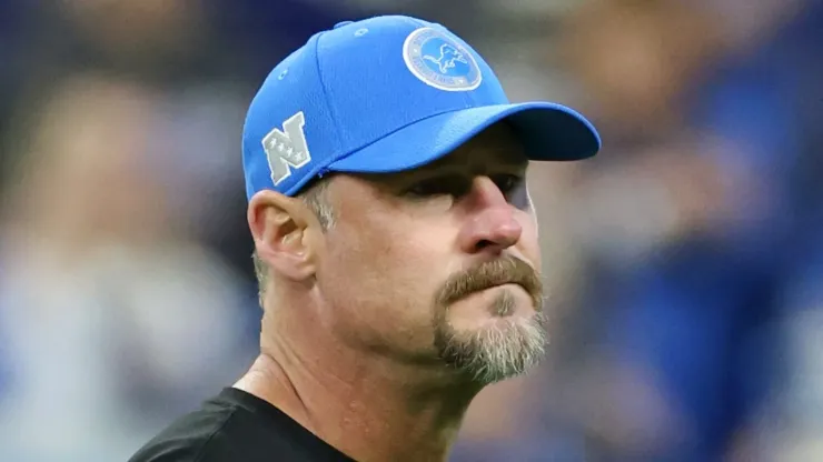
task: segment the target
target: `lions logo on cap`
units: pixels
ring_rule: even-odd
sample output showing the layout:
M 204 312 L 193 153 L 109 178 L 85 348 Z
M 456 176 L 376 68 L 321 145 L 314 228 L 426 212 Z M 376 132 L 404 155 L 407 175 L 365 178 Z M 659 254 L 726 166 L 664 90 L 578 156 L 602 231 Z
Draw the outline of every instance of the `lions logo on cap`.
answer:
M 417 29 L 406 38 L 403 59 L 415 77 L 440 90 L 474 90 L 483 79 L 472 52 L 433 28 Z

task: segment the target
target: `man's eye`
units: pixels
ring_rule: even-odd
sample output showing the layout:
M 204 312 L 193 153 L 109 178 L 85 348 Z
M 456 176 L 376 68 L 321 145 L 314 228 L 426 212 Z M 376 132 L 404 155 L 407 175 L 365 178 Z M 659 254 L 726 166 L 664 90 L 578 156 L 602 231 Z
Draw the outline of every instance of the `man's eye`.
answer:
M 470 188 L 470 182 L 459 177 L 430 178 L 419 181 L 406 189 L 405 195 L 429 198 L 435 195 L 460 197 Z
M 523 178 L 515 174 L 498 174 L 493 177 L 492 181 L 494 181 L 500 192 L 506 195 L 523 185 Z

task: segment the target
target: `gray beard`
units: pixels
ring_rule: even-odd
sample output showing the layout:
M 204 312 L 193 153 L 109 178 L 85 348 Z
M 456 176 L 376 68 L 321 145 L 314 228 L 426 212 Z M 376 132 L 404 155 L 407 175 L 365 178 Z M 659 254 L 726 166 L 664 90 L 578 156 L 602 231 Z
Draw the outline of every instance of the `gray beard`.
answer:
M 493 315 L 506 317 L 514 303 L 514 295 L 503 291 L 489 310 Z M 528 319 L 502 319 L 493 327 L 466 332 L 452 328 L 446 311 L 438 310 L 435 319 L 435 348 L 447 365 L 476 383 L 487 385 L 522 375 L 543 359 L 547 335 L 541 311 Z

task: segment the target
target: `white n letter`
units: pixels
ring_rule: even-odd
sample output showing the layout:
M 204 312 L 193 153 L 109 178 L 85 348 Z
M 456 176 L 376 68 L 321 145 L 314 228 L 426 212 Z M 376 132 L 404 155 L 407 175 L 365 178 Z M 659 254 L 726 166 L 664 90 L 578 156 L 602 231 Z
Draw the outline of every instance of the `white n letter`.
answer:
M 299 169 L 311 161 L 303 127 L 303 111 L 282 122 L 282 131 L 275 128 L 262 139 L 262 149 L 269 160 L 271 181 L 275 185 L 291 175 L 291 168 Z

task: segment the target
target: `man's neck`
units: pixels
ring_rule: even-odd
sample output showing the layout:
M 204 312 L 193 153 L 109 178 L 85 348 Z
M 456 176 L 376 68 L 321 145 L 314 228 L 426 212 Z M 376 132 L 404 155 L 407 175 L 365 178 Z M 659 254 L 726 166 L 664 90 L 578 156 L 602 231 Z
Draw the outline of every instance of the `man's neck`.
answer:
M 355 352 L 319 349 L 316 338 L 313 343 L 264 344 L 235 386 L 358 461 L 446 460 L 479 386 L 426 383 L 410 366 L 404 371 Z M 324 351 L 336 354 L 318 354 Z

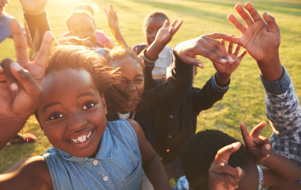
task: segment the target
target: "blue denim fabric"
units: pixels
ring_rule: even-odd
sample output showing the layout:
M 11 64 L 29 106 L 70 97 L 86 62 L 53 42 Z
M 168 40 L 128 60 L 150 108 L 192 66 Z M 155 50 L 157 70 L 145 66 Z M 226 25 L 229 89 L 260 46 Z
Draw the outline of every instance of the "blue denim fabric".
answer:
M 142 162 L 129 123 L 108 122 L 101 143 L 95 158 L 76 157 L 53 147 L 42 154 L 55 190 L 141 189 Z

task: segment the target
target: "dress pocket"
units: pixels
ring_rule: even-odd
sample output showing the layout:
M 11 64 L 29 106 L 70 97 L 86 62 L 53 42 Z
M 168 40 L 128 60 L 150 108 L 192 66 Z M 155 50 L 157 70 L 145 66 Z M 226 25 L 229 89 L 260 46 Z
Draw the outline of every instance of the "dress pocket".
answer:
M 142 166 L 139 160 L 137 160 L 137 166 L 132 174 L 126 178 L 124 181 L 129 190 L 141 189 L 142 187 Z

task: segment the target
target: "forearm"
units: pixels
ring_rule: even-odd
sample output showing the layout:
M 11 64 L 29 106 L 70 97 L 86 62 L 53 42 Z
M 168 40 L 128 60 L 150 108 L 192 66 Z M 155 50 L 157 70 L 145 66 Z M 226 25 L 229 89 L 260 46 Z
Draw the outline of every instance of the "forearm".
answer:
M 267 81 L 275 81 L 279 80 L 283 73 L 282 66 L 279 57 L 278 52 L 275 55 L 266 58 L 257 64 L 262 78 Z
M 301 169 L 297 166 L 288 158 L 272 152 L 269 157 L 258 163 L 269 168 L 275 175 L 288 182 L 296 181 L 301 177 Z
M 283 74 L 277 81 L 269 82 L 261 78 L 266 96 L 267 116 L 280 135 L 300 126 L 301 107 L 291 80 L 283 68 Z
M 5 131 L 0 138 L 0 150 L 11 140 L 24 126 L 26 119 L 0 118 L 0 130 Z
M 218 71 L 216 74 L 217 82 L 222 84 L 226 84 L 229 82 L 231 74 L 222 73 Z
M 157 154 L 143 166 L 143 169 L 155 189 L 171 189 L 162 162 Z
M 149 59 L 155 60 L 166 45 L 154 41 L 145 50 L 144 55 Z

_____

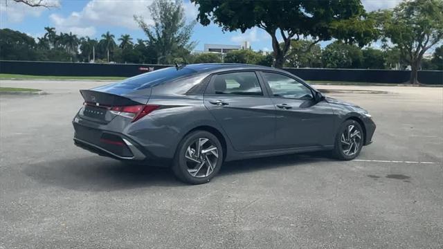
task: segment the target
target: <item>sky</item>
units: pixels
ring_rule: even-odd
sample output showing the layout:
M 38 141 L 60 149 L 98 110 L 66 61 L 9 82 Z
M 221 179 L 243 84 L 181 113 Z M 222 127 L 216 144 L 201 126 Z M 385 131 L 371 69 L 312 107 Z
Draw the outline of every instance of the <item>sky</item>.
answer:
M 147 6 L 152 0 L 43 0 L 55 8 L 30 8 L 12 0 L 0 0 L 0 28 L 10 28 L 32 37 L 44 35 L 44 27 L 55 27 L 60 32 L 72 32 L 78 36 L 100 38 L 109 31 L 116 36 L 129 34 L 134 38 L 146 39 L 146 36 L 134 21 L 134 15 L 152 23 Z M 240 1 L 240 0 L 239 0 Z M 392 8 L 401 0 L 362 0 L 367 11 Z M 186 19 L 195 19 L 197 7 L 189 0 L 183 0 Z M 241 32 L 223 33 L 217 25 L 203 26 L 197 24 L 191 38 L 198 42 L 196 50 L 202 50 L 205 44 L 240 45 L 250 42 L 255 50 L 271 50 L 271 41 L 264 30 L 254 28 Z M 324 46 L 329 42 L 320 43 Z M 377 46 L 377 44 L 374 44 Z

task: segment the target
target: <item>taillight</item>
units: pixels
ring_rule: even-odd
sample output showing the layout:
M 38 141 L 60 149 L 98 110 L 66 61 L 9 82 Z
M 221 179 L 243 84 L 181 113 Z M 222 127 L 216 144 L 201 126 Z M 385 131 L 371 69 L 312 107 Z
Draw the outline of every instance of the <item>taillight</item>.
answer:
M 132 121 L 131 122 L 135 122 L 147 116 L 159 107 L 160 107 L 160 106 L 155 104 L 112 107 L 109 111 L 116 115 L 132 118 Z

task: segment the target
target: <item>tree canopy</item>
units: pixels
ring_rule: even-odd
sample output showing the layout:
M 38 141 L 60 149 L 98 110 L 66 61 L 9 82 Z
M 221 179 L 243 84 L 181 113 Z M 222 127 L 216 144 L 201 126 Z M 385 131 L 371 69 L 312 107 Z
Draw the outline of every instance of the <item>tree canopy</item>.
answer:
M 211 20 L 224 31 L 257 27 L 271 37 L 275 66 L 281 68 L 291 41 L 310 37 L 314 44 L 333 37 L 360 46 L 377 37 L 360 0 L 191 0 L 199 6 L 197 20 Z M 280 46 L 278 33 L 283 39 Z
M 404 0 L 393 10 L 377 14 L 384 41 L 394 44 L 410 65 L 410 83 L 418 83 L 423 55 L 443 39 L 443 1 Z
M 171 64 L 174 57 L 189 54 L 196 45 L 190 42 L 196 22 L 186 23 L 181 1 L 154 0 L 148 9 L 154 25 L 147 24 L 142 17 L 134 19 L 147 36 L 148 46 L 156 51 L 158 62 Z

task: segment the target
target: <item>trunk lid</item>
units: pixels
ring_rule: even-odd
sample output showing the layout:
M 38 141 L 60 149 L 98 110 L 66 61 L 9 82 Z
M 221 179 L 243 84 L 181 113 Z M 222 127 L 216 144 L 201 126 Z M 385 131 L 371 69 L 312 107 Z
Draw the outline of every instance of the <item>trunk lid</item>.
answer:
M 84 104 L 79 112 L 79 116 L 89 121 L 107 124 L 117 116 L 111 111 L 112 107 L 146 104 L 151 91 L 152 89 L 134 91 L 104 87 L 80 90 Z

_____

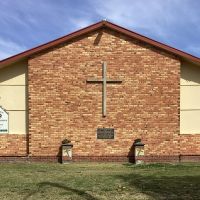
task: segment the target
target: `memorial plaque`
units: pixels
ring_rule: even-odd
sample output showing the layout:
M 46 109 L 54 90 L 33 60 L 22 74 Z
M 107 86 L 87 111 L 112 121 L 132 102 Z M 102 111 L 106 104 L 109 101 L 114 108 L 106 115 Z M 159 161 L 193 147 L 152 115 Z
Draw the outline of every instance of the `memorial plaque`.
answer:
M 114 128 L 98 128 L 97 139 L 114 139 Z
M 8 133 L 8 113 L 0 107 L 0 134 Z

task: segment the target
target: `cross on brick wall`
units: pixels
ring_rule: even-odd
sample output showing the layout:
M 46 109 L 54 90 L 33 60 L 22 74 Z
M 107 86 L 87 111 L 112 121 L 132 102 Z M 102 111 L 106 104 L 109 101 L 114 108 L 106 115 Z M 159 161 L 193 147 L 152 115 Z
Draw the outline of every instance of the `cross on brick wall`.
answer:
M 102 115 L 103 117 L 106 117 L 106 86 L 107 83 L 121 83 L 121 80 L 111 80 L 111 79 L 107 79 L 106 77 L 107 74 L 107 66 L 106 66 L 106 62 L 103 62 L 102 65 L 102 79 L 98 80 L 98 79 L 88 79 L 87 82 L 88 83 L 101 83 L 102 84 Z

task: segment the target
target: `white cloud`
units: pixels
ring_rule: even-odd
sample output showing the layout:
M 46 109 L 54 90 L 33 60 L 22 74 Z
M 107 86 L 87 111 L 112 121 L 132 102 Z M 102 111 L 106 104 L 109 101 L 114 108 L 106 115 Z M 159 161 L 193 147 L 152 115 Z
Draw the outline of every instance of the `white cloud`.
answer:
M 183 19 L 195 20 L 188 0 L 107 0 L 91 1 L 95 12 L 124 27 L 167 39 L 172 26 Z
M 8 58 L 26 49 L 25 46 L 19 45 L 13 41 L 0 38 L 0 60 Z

_____

**Short task**: Which lines in the items contain the word "cross"? Gather every such line, copied in full, and match case exactly.

**Exercise output**:
target: `cross on brick wall`
Draw the outline of every instance of the `cross on brick wall`.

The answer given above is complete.